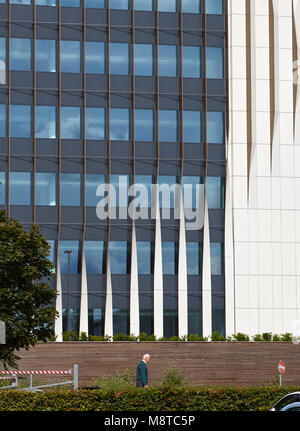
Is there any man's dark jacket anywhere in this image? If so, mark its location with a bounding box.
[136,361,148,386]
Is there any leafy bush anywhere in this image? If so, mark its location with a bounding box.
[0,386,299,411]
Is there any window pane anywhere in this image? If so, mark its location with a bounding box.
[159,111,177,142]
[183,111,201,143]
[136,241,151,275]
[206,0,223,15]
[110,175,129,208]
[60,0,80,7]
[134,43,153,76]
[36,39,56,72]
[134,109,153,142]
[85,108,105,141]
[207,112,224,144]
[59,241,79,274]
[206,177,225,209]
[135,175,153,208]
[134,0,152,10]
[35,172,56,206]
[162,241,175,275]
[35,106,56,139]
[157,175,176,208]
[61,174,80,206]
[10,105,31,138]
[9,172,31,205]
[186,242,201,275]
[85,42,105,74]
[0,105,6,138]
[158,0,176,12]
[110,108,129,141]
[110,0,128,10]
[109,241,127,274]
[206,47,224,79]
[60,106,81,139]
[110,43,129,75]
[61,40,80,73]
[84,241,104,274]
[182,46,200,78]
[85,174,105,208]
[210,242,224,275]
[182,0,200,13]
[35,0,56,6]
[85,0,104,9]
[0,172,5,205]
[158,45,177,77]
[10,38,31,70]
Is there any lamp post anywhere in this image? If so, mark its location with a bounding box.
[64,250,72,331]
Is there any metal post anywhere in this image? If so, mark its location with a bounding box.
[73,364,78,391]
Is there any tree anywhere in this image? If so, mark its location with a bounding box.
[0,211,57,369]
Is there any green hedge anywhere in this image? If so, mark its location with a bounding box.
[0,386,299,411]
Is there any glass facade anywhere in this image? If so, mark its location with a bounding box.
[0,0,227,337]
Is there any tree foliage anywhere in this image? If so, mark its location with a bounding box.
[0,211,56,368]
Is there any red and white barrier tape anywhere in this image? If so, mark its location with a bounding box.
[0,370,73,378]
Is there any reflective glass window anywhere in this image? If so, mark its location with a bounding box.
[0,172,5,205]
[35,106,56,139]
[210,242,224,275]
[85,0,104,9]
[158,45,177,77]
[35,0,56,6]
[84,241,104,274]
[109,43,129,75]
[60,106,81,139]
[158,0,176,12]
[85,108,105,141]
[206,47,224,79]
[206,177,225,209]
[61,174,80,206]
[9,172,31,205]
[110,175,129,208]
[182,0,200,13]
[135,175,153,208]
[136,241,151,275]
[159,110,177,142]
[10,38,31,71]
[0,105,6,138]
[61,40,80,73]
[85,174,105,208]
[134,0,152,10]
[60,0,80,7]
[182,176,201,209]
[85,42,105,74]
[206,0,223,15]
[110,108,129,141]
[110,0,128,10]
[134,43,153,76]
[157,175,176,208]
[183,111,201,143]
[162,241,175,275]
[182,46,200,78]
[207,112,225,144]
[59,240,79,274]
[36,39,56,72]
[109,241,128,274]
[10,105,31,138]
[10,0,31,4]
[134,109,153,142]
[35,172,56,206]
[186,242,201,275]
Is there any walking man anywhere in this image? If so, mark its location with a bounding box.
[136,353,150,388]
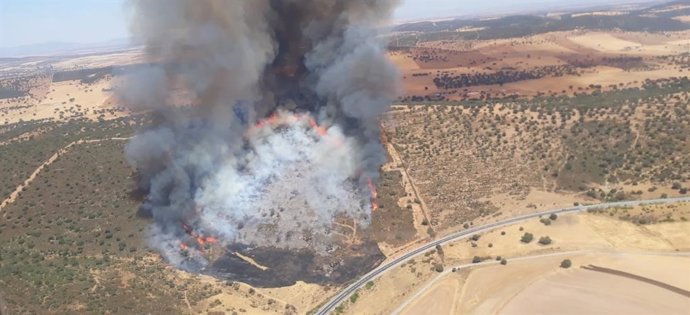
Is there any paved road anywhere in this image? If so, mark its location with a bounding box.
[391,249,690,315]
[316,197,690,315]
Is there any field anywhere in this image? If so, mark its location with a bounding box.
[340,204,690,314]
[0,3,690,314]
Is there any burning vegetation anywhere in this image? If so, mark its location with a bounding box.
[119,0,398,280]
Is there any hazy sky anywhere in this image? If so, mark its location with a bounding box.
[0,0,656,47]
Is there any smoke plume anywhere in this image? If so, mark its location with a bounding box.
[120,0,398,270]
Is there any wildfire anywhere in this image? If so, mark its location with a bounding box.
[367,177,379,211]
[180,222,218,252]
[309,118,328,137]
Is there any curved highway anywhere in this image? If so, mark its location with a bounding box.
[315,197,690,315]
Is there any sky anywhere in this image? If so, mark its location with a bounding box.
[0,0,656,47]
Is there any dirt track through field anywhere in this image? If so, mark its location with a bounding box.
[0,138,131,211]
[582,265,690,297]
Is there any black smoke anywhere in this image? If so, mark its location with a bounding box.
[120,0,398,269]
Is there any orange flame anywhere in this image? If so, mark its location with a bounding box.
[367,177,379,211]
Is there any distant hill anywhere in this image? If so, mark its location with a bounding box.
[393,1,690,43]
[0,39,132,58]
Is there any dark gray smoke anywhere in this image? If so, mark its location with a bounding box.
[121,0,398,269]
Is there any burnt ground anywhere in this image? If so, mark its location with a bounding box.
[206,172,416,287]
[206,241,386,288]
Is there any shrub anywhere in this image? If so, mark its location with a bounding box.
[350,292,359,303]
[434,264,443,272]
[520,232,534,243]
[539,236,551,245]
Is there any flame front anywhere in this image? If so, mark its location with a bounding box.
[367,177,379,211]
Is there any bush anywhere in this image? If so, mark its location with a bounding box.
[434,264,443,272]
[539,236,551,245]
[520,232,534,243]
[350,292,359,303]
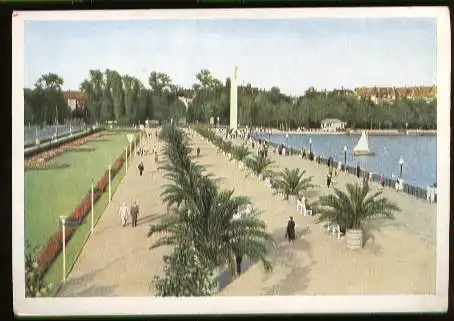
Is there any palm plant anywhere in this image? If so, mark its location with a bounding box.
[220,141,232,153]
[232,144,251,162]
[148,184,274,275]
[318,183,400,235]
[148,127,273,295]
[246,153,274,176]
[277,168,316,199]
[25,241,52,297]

◆ Task statement: Go through all the entries above, swap each "bounding box" for "rectangle", and leave everything else unchanged. Leave the pictures out of your copy.

◆ Answer to the task:
Is there any man's dark jacket anywhere in this image? If so, mark its location with a rectangle.
[136,361,148,386]
Is there any leafy bush anywhere in this image? If so, mark its location with a rectangle.
[0,386,299,411]
Is there any window pane anywhere in this image? If so, mark its location with a rectangle.
[159,111,177,142]
[183,111,201,143]
[136,241,151,275]
[206,0,223,15]
[110,175,129,208]
[60,0,80,7]
[134,43,153,76]
[36,39,56,72]
[134,109,153,142]
[85,108,105,141]
[207,112,224,144]
[59,241,79,274]
[206,177,225,209]
[135,175,153,208]
[134,0,152,10]
[35,172,56,206]
[162,241,175,275]
[35,106,56,139]
[157,175,176,208]
[61,174,80,206]
[10,105,31,138]
[9,172,31,205]
[186,242,201,275]
[85,42,105,74]
[0,105,6,138]
[158,0,176,12]
[110,108,129,141]
[110,0,128,10]
[109,241,127,274]
[206,47,224,79]
[60,106,81,139]
[110,43,129,75]
[61,40,80,73]
[84,241,104,274]
[182,46,200,78]
[85,174,105,208]
[210,242,224,275]
[182,0,200,13]
[35,0,56,6]
[85,0,104,9]
[0,172,5,205]
[158,45,177,77]
[10,38,31,70]
Is there any lamp post anywhere in this image? If so, mark its location with a rectangle.
[64,250,72,331]
Is there any metal post anywhere in this image? If so, mark its location with a rectangle.
[73,364,78,391]
Is there any tree anywhere in this image? If so, mark its location with a rectangle.
[0,211,57,369]
Is there any green hedge anywhere in this image? If so, mark its location with a rectangle.
[0,386,299,411]
Is there any glass facade anywhere in this image? If so, mark its location with a rectangle.
[0,0,227,337]
Is there any tree foliage anywhere in this image? If so, mark its location with a rectangle.
[0,211,56,368]
Is there any red and white barrier tape anywhere in this image? If so, mark its location with a rectangle.
[0,370,73,378]
Is there any reflective glass window anywhere in this image? If so, mark its location with a rectangle.
[0,172,5,205]
[35,106,56,139]
[210,242,224,275]
[85,0,104,9]
[158,45,177,77]
[35,0,56,6]
[84,241,104,274]
[109,43,129,75]
[60,106,81,139]
[158,0,176,12]
[85,108,105,141]
[206,47,224,79]
[206,177,225,209]
[61,174,80,206]
[9,172,31,205]
[110,175,129,208]
[182,0,200,13]
[135,175,153,208]
[136,241,151,275]
[159,110,177,142]
[10,38,31,71]
[0,105,6,138]
[61,40,80,73]
[85,174,105,208]
[134,0,152,10]
[60,0,80,7]
[182,176,201,209]
[85,42,105,74]
[206,0,223,15]
[110,108,129,141]
[110,0,128,10]
[134,43,153,76]
[157,175,176,208]
[183,111,201,143]
[162,241,175,275]
[182,46,200,78]
[207,112,225,144]
[59,240,79,274]
[36,39,56,72]
[109,241,128,274]
[10,105,31,138]
[10,0,31,4]
[134,109,153,142]
[35,172,56,206]
[186,242,201,275]
Is there any walking man anywhere in this image? If so, mark its location with a rectangle.
[136,353,150,388]
Is there any paved road anywhere in this image? If so, mark its location with a rectangle.
[391,249,690,315]
[316,197,690,315]
Is there any field anywhere in this image? If so, mark its location with a rectangle.
[340,204,690,314]
[0,3,690,314]
Is there any burning vegetation anywhere in this image? If so, mark its location with a rectangle.
[119,0,398,280]
Is there any hazy sky anywhere in this image? If so, mark its location with a rectangle.
[0,0,656,47]
Is there any smoke plume anywhere in this image? If so, mark its location with a rectangle.
[120,0,398,270]
Is there any wildfire anywhere in this image? If so, mark its location with a rectangle.
[367,177,379,211]
[180,222,218,252]
[309,118,328,137]
Is there any curved highway anywhere in this image? If so, mark its location with a rectangle.
[315,197,690,315]
Is there any sky anywhere in this image? If so, mark its location with a rectangle.
[0,0,656,47]
Is there any dirt track through field anywhere in this image? If so, mark its location with a rectangle.
[0,138,131,211]
[582,265,690,297]
Is there any black smoke anywhere in this image? If so, mark its location with a rectangle.
[120,0,398,269]
Is there any orange flame anywhere in this image? If so, mark its location with a rectangle.
[367,177,379,211]
Is there any distant hill anywhere in this image? If so, mark its location with a rectangle.
[393,1,690,43]
[0,39,132,58]
Is there any dark gray smoke anywhere in this image? If so, mark its location with a rectangle.
[121,0,398,269]
Is there any burnt ground anywhere in this image? If so, mark its location with a rectangle.
[206,172,416,287]
[206,241,386,288]
Is there any shrub anywhere in this image? If so, mark its location with a rectangle.
[350,292,359,303]
[434,264,443,272]
[520,232,534,243]
[539,236,551,245]
Is there any flame front anywhere in this image? If so, mark its location with a rectangle.
[367,177,379,211]
Is there any bush anywhere in this image? If so, mark its location with a rectangle.
[434,264,443,272]
[539,236,551,245]
[520,232,534,243]
[350,292,359,303]
Is there any palm plant anywhere in this image? If so, mark its location with a rectangle.
[220,141,232,153]
[232,144,251,162]
[148,184,274,275]
[318,183,400,235]
[148,127,273,295]
[246,153,274,176]
[277,168,316,199]
[25,241,52,297]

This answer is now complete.